• _TEXT SEGMENT_:
As the next of my series featuring fantastic female fantasy authors (see disclaimer) I’ve invited the prolific and talented Karen Miller to drop by.

Watch out for the give-away question at the end of the interview.

Q: I see you also write as KE Mills and are writing the Rogue Agent series under this name. Why would you write fantasy under two different names?

As Karen Miller,  I write epic/historical fantasy, in self-contained story arcs covering a finite number of ‘acts’ – so I’m telling the story across 2, 3 or soon 5 volumes. The historical influences I draw upon for these books range from ancient Mesopotamia right through to Rennaisance Europe. On the other hand, the Rogue Agent books are part of an open ended series, in which continuing characters have stand alone adventures – even though there are some story elements that carry through more than one book. Also, the historical influence is late Victorian/early Edwardian England. That means there is a distinctly different flavour/atmosphere between the kinds of fantasy I’m writing, so Voyager thought it would be a good idea to differentiate them.

Q: You write for Stargate. Are you a big fan? Was it a real buzz to get the chance to write these books? How did it come about?

I have indeed written media tie in books for the Stargate SG1 universe. I’m a fan of the show, and always will be – especially of the first 6 seasons. I had the best fun writing Alliances and Do No Harm! It’s such a privilege, being given the chance to play in a storytelling sandbox built by someone else, that’s given me enormous pleasure over the years. I got the chance because the people at Fandemonium, who have the Stargate tie in rights, read my Stargate SG1 fanfic (the Medical Considerations series) and thought I’d be a good fit. MGM were fine with it, and so I was paid the enormous compliment of being given the nod to write the books.

Q: Another fan-girl moment. You have also written a Star Wars book, The Clone Wars: Wild Space. How did you get the chance to write for Star Wars?

I’ve actually done 3 Star Wars novels – Wild Space, and then the two-part Clone Wars Gambit story, Stealth and Siege. Again, what an enormous privilege. I fell in love with Star Wars back in 1977, sitting in Hoyts cinema on George Street, watching the star destroyer roar over our heads. It sounds crazy, but the experience really did change my life. So many things have happened to me because of that film, and I will forever be in George Lucas’s debt. Probably I wouldn’t have the writing career I have now without him. Anyhow, I knew there were professionally published Star Wars novels, and I knew you had to be a professional writer to be considered. Once The Innocent Mage was published, I contacted the Star Wars editor at Del Rey and expressed an interest in writing for them, if ever they needed a new author. We had a lovely conversation but nothing came of it, so I just shrugged and got on my with my own original fiction. Then a couple of years later they  asked if I’d be interested in tag team writing some novels set in the Clone Wars. I’d been recommended by hugely popular Star Wars writer Karen Traviss, to whom I owe so very much. It took me about 2 seconds to say yes. *g* And that’s how I got one of the best gigs in the world of speculative fiction.

• _MATERIAL SUPPLIED_:
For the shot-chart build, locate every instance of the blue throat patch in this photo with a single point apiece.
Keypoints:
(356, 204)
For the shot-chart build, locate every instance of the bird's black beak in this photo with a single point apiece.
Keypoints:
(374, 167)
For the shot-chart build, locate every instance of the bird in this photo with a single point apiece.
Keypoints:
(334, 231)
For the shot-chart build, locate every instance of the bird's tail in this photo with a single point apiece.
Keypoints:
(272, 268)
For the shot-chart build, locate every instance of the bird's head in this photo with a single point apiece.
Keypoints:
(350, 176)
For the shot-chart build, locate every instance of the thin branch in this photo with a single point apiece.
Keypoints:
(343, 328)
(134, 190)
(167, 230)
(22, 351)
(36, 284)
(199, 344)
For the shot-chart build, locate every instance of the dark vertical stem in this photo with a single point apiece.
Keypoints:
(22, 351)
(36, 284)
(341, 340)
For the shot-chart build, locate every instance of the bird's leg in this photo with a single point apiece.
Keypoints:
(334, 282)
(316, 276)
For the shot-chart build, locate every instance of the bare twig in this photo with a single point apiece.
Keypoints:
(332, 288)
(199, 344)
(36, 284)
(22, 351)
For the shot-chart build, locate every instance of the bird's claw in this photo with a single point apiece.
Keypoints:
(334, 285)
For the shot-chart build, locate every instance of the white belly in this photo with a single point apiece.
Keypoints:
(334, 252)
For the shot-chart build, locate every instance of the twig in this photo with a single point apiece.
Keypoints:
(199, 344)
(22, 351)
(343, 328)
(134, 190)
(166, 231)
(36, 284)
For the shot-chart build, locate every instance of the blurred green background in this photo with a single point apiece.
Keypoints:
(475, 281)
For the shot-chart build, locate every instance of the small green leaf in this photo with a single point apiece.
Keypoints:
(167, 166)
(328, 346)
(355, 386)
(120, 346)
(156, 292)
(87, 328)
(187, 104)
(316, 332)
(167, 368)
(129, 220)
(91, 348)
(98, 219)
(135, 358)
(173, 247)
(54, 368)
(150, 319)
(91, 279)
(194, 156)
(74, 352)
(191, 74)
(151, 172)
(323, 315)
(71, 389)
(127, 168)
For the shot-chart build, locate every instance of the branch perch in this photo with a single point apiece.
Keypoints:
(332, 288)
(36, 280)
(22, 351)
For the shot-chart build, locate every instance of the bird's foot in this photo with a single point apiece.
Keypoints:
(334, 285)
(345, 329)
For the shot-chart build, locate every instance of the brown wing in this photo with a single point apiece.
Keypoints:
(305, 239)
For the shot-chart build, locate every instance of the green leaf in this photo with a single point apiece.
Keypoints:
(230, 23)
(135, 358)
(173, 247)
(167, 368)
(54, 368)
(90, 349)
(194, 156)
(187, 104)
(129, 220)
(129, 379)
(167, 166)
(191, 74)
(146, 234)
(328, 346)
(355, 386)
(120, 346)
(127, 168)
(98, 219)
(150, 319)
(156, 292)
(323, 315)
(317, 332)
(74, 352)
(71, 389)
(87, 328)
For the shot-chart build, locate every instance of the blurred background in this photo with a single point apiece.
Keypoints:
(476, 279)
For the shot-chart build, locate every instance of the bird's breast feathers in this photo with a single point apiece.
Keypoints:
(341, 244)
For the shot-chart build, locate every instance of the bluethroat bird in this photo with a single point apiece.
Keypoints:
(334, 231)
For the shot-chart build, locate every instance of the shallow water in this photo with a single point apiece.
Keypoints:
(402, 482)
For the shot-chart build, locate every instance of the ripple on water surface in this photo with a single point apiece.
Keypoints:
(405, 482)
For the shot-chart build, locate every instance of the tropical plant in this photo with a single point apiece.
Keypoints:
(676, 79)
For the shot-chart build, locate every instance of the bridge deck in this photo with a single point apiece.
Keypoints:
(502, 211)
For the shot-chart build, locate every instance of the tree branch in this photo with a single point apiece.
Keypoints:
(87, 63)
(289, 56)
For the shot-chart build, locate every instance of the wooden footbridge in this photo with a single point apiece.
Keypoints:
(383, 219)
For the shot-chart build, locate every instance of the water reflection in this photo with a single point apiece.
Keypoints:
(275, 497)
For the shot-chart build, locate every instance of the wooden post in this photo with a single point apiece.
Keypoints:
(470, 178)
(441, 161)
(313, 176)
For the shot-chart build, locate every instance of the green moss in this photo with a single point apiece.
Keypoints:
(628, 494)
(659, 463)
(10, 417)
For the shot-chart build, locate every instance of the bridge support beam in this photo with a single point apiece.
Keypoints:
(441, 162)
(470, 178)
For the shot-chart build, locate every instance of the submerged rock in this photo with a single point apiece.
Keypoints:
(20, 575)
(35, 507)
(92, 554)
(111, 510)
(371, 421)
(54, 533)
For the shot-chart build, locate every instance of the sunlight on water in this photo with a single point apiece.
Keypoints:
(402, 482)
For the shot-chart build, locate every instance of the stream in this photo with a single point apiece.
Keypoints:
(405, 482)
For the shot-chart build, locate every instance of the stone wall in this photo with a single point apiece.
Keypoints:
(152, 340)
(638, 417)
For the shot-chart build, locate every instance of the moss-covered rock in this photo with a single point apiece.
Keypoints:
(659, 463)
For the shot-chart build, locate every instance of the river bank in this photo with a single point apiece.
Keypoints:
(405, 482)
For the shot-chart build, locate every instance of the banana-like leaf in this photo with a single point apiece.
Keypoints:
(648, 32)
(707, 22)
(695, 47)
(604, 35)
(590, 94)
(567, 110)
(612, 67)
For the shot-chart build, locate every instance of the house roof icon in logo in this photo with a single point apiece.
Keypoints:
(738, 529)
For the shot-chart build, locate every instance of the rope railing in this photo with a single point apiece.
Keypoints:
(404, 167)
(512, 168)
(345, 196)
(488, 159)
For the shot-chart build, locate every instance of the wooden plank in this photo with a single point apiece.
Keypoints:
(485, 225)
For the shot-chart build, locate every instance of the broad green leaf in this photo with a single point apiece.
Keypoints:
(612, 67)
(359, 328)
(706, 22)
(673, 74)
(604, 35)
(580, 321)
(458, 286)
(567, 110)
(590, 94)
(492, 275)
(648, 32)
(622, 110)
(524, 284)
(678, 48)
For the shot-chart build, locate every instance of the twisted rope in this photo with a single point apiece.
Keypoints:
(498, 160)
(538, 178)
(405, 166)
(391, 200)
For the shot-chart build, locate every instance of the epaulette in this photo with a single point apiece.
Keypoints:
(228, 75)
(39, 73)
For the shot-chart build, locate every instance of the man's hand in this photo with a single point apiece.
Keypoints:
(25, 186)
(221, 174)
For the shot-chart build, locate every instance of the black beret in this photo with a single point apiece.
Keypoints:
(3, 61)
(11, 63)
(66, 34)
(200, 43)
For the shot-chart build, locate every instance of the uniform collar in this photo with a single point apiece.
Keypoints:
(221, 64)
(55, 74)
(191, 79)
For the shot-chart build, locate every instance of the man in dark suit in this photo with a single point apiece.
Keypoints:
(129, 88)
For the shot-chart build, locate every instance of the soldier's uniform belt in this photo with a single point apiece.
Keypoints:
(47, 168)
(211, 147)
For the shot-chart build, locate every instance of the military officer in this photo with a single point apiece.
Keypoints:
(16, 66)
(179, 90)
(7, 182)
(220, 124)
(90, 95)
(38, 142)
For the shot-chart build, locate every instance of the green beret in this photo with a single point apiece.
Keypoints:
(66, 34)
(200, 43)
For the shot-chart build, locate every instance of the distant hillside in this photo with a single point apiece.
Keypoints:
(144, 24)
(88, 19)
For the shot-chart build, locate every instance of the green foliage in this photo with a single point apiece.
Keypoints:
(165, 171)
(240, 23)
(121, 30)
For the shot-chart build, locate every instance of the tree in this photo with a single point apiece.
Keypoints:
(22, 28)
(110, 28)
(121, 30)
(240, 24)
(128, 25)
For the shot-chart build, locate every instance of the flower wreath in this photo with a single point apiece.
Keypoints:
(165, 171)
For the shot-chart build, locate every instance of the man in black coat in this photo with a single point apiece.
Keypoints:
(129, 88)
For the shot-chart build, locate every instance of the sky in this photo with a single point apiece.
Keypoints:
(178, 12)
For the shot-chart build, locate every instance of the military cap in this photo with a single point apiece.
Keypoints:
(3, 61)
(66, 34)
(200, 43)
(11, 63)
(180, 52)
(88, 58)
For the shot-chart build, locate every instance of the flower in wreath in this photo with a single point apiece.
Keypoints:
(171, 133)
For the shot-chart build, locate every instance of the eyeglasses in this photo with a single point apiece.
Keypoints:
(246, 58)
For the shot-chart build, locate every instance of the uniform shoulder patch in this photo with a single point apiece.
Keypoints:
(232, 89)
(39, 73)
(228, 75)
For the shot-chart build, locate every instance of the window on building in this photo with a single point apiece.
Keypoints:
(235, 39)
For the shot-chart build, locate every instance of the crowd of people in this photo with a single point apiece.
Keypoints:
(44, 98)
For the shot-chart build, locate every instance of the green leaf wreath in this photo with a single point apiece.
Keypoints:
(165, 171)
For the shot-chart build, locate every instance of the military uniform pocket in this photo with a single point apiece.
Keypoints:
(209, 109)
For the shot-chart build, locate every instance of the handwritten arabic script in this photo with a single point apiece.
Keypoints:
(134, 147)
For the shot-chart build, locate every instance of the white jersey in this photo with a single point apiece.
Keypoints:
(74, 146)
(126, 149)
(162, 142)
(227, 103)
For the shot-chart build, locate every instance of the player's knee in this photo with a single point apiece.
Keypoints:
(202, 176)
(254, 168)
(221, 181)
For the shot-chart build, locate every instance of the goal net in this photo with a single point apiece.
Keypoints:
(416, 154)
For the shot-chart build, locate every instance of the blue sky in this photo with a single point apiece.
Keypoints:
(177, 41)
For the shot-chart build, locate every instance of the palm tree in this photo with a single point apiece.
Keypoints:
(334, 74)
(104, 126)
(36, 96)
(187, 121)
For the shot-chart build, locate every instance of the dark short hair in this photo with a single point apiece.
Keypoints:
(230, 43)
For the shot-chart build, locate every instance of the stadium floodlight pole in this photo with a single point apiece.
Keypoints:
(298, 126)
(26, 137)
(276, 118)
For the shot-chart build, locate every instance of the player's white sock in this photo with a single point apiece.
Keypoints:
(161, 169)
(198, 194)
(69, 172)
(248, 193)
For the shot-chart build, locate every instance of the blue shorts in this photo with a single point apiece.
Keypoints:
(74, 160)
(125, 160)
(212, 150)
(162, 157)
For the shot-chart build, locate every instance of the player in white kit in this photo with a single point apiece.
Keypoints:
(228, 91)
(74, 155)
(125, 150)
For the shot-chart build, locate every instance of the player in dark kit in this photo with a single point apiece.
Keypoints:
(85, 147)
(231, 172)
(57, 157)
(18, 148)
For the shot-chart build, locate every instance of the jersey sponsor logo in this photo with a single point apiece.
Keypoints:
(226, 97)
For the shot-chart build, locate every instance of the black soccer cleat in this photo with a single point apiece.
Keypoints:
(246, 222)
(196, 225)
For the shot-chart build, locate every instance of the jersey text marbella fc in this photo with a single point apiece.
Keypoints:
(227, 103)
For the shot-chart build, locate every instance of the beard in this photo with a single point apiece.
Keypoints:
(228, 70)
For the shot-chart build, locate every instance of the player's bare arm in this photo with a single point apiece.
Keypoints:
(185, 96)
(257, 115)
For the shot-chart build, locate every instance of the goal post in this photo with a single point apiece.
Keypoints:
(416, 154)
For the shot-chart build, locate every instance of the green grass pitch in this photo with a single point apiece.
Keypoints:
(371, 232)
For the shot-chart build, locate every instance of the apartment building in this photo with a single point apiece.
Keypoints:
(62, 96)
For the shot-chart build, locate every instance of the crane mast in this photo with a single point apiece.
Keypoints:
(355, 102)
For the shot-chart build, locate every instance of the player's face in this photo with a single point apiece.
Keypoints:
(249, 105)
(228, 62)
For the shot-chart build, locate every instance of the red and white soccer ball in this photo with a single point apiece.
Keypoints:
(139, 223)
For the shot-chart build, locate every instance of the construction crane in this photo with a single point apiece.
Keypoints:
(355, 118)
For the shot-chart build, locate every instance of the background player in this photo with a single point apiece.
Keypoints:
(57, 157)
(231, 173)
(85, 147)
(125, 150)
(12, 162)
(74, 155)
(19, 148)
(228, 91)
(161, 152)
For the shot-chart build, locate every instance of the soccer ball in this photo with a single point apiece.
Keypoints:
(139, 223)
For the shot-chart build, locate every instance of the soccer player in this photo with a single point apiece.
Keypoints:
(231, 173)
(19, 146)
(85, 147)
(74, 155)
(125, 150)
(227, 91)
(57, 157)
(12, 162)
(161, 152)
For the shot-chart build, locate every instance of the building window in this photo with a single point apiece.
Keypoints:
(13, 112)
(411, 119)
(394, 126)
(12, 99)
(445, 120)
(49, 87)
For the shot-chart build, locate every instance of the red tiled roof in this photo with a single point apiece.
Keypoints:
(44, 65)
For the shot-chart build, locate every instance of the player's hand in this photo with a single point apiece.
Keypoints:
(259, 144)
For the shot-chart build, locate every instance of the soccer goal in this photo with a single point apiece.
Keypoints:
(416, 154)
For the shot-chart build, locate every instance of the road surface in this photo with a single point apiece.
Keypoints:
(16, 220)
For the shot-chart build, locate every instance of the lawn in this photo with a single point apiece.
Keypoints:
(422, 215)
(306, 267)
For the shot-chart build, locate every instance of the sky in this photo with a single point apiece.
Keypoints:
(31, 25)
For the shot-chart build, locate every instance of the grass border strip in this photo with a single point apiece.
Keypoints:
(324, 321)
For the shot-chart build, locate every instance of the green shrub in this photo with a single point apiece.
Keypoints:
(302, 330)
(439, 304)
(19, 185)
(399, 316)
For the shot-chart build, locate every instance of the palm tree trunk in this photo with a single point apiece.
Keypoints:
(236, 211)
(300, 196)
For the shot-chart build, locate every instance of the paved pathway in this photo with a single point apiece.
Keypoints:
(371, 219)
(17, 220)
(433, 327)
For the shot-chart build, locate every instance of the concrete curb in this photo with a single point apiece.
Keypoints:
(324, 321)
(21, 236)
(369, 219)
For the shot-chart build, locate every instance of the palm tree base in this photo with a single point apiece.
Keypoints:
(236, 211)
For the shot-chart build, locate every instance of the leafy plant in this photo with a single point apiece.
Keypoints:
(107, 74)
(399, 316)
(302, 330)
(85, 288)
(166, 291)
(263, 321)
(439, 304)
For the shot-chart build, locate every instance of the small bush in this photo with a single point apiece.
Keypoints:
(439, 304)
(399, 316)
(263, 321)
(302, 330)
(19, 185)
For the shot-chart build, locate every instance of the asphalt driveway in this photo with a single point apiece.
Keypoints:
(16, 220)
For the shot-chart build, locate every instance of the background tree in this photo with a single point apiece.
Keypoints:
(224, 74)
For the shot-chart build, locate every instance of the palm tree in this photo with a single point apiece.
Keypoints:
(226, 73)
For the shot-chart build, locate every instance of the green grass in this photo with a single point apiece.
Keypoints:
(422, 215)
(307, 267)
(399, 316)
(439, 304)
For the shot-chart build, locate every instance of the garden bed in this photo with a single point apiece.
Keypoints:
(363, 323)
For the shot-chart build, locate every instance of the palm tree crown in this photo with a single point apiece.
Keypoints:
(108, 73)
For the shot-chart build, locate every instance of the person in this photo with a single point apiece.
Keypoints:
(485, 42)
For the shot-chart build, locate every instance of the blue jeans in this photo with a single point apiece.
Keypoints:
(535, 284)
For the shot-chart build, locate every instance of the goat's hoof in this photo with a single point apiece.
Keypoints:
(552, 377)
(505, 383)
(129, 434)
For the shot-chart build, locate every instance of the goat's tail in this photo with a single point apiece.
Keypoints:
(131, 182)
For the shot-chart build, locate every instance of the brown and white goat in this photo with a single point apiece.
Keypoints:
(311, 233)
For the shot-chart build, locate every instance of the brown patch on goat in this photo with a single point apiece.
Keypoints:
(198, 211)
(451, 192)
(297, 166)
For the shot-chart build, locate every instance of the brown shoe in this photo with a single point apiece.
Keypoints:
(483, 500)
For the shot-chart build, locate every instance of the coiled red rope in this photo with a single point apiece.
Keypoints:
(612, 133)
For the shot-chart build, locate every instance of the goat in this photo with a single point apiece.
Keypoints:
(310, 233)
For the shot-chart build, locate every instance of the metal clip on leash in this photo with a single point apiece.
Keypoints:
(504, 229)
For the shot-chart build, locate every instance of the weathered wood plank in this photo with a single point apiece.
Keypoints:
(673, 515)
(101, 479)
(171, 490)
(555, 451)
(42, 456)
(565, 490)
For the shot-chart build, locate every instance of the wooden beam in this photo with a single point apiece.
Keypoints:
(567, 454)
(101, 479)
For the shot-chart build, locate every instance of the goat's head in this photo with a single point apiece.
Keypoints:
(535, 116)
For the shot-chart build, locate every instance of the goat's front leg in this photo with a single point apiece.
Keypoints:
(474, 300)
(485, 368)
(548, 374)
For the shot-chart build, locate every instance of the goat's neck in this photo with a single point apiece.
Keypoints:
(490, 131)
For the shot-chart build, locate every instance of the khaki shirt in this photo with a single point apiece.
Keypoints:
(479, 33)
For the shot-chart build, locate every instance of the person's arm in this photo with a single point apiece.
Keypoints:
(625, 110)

• _WORK REQUEST 1_: According to the interview, which historical period influences the Rogue Agent books?
• _WORK REQUEST 2_: Please say whether each statement agrees with the interview, answering yes or no and quoting the words that decide it: (a) Fandemonium holds the Stargate tie-in rights. (b) She has written two Star Wars novels. (c) She first saw Star Wars in 1977 at Hoyts cinema on George Street.
• _WORK REQUEST 3_: Rewrite the interview from "Q: You write" up to and including "write the books.", replacing "show" with "series".
The items have no role in this exercise.

• _RESPONSE AREA 1_: Late Victorian/early Edwardian England.

• _RESPONSE AREA 2_:
(a) Yes: "the people at Fandemonium, who have the Stargate tie in rights"
(b) No: "I’ve actually done 3 Star Wars novels"
(c) Yes: "I fell in love with Star Wars back in 1977, sitting in Hoyts cinema on George Street"

• _RESPONSE AREA 3_:
Q: You write for Stargate. Are you a big fan? Was it a real buzz to get the chance to write these books? How did it come about?

I have indeed written media tie in books for the Stargate SG1 universe. I’m a fan of the series, and always will be – especially of the first 6 seasons. I had the best fun writing Alliances and Do No Harm! It’s such a privilege, being given the chance to play in a storytelling sandbox built by someone else, that’s given me enormous pleasure over the years. I got the chance because the people at Fandemonium, who have the Stargate tie in rights, read my Stargate SG1 fanfic (the Medical Considerations series) and thought I’d be a good fit. MGM were fine with it, and so I was paid the enormous compliment of being given the nod to write the books.